DOCUMENT PASSAGE:
■ ■ ■ ■ ■
An exhibition of coherent neighbour invariance. The green dots are viewed as invariant neighbors of the centered black dot (for K = 4). (Color figure online)

Fig. 8.
figure 8

Coherent motion detection in action

Whilst coherent motions are regarded as macroscopic observations of pedestrians’ congregational activities, these motions can be distinguished through the interaction among individuals in local neighbourhoods. Inspired from Zhou [30], the Coherent Neighbor Invariance technique is deployed to capture the coherent motion of crowd clutters. The key characteristics that establish the difference between cohesive and arbitrary movements are listed below:

  • Neighborship Invariance: the spatial-temporal relationship among individuals is inclined to prevail overtime.
■ ■ ■ ■ ■
DATA SECTION:
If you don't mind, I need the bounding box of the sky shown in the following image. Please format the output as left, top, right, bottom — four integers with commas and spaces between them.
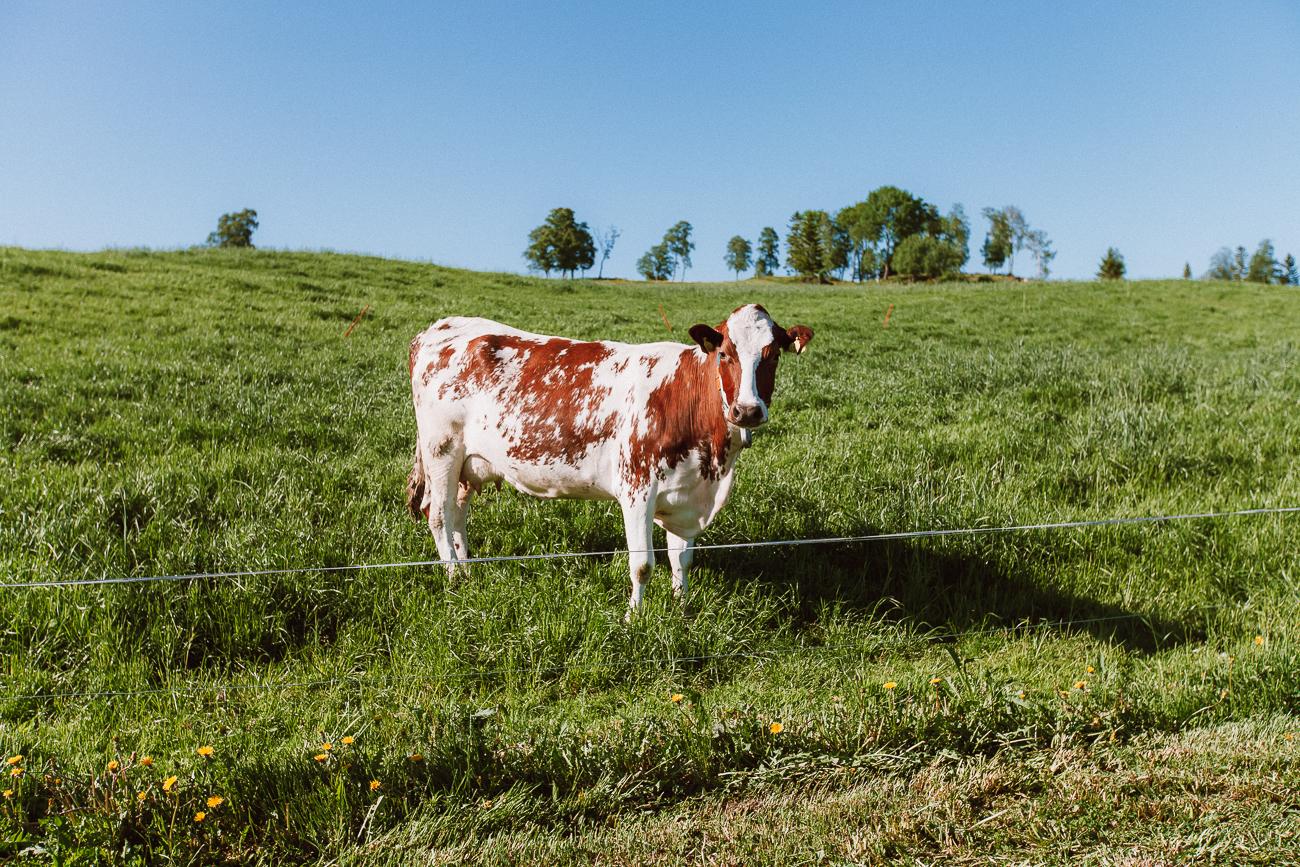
■ ■ ■ ■ ■
EXERCISE INSTRUCTIONS:
Render this sentence from the passage on coherent motion detection in Spanish: "Whilst coherent motions are regarded as macroscopic observations of pedestrians’ congregational activities, these motions can be distinguished through the interaction among individuals in local neighbourhoods."

WRITTEN REPLY:
Si bien los movimientos coherentes se consideran observaciones macroscópicas de las actividades de congregación de los peatones, estos movimientos pueden distinguirse mediante la interacción entre los individuos en vecindarios locales.